=== Raw data ===

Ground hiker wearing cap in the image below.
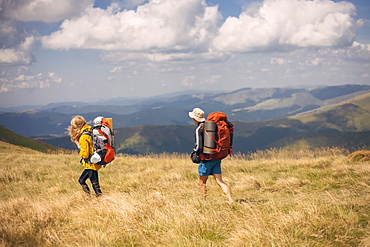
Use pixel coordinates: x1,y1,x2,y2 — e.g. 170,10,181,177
189,108,233,203
68,115,103,197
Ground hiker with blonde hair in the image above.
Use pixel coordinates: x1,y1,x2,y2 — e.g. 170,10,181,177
68,115,102,197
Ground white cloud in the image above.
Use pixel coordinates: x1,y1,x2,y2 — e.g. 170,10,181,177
41,0,220,52
48,72,63,83
270,57,289,65
110,66,123,73
3,0,94,23
205,75,220,84
0,67,62,93
353,42,370,51
212,0,363,52
40,0,364,61
100,50,227,63
181,75,196,87
304,42,370,63
346,42,370,60
0,36,36,65
0,18,37,65
309,58,323,66
0,0,368,97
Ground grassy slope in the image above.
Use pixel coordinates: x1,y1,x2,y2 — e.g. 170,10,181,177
267,131,370,151
0,125,62,152
264,92,370,150
291,92,370,131
0,143,369,246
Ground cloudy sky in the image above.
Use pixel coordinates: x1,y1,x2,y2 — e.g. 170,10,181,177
1,0,369,107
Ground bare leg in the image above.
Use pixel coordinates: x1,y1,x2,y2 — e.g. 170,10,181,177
213,174,233,203
198,176,208,200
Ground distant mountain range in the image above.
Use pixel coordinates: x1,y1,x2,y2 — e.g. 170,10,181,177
1,84,370,136
234,91,370,152
1,84,370,154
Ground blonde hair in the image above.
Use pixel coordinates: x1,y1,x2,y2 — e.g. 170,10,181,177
68,115,87,143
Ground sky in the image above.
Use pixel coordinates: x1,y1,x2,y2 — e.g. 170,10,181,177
0,0,369,107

===

Work item. Going line by line through the data, tally each one that includes the string "above", and answer with the tally only.

Result of the task. 8